* **Document section**:
A team of researchers from the University of Wisconsin-Madison have developed a wearable that aims to track the tendon tension of runners and walkers.
The system, which non-invasively measures the tendons when the user is engaged in movement, the engineers hope, will one day be able to help plan more effective treatments for people suffering with injuries, as well as those with diseases.
Read this: How to stay injury free with wearables
"Currently, wearables can measure our movement, but do not provide information on the muscle forces that generate the movement," said study leader Darryl Thelen.
"We've found a way to measure the vibrational characteristics—in this case, the speed of a shear wave traveling along a tendon. And then we went further and determined how we can interpret this measurement to find the tensile stress within the tendon."
"We think the potential of this new technology is high, both from a basic science standpoint and for clinical applications," Thelen continued.
The prototype of the wearable has been tested on the Achilles, patellar, and hamstring tendons of the wearer, tapping the collagen band around 50 times per second. When it does, it initiates a wave in the tendon, and two accelerometers monitor how quickly it travels. Then, using this data, researchers are able to measure how the vibrational characteristics of the tendon change during movement.
This method, detailed further by the team in the Nature Communications journal, though the prototype's applications could soon be making waves in rehabilitation, orthopaedics, ergonomics, and sport.

* **Action item**:
Reproduce the tendon wearable article starting with "The prototype of" and going on through "change during movement.", swapping "accelerometers" for "motion sensors".

* **Study material**:
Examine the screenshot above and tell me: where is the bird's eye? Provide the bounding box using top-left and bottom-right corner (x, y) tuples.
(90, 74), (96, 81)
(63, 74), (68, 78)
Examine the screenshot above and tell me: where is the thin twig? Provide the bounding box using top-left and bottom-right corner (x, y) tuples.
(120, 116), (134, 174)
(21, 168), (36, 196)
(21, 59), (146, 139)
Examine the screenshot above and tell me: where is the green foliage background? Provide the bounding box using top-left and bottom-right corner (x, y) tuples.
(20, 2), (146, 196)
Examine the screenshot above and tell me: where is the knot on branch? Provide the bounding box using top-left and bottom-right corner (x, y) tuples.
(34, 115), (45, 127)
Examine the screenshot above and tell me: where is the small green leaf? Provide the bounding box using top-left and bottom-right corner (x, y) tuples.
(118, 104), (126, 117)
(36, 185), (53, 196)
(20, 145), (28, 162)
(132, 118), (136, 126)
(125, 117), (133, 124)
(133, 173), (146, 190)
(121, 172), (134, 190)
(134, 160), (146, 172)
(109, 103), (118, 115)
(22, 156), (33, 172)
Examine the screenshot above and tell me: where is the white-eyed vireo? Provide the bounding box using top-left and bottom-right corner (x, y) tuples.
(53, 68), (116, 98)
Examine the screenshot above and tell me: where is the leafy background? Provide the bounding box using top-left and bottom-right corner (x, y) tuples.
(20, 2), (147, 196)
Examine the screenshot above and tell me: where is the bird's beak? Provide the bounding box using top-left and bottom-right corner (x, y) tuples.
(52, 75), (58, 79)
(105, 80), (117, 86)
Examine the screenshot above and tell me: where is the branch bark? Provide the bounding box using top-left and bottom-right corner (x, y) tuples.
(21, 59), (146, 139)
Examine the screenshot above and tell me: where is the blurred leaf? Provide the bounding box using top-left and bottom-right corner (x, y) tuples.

* **Answer to the exercise**:
The prototype of the wearable has been tested on the Achilles, patellar, and hamstring tendons of the wearer, tapping the collagen band around 50 times per second. When it does, it initiates a wave in the tendon, and two motion sensors monitor how quickly it travels. Then, using this data, researchers are able to measure how the vibrational characteristics of the tendon change during movement.